▶ [Written request]: Write out every one of the entries below word for word, with no changes.

▶ [Given data]:

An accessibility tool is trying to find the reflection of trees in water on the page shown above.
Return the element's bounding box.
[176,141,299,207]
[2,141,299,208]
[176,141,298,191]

▶ [Complete answer]:
An accessibility tool is trying to find the reflection of trees in water on the page shown above.
Return the element's bounding box.
[176,141,299,207]
[2,141,299,208]
[176,141,298,191]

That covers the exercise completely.